• **What you should do**: How many of the lines below contain the word "snowy"? Reply with the number alone.

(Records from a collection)
......

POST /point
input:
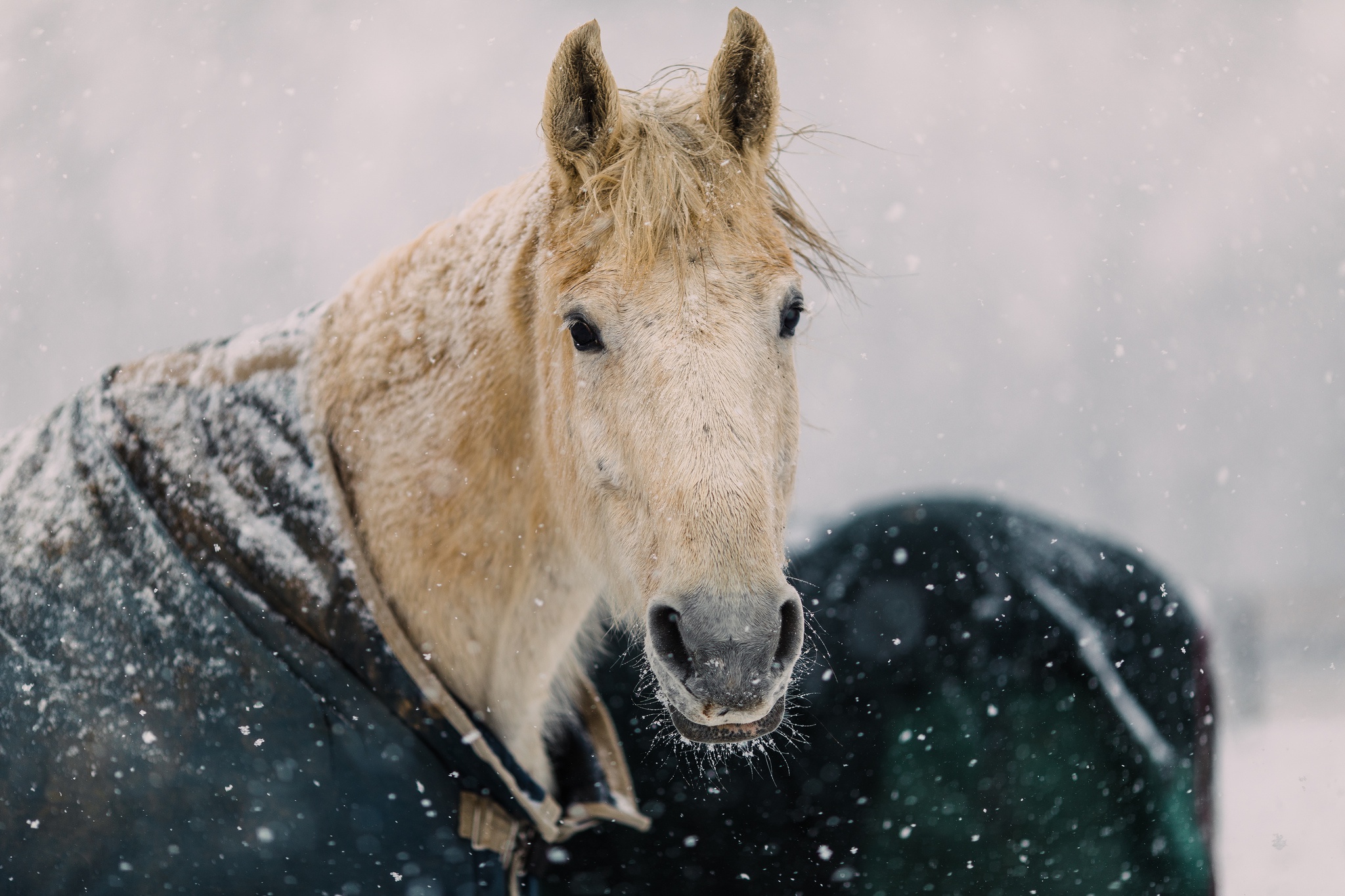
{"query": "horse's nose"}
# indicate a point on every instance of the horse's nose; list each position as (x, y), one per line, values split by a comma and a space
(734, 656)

......

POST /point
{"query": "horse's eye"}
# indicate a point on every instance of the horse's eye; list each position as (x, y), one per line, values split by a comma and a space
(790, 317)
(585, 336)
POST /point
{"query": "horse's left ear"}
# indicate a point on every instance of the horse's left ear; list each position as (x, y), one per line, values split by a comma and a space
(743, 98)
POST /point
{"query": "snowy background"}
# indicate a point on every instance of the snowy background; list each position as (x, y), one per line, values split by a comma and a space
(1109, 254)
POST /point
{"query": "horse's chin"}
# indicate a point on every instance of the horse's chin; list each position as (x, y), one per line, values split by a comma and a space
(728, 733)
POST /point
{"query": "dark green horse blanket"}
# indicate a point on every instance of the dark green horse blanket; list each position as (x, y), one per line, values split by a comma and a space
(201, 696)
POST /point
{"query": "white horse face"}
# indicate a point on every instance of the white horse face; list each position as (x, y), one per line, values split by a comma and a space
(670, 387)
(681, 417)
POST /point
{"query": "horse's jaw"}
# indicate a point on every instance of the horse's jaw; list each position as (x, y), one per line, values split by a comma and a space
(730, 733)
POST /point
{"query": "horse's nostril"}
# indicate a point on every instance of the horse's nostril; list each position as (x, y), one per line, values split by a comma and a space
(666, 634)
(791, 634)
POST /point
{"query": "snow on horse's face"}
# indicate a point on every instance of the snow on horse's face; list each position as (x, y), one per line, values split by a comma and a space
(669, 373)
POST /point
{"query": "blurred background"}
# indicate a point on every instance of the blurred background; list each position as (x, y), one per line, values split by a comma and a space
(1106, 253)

......

• **Answer for the task**: 2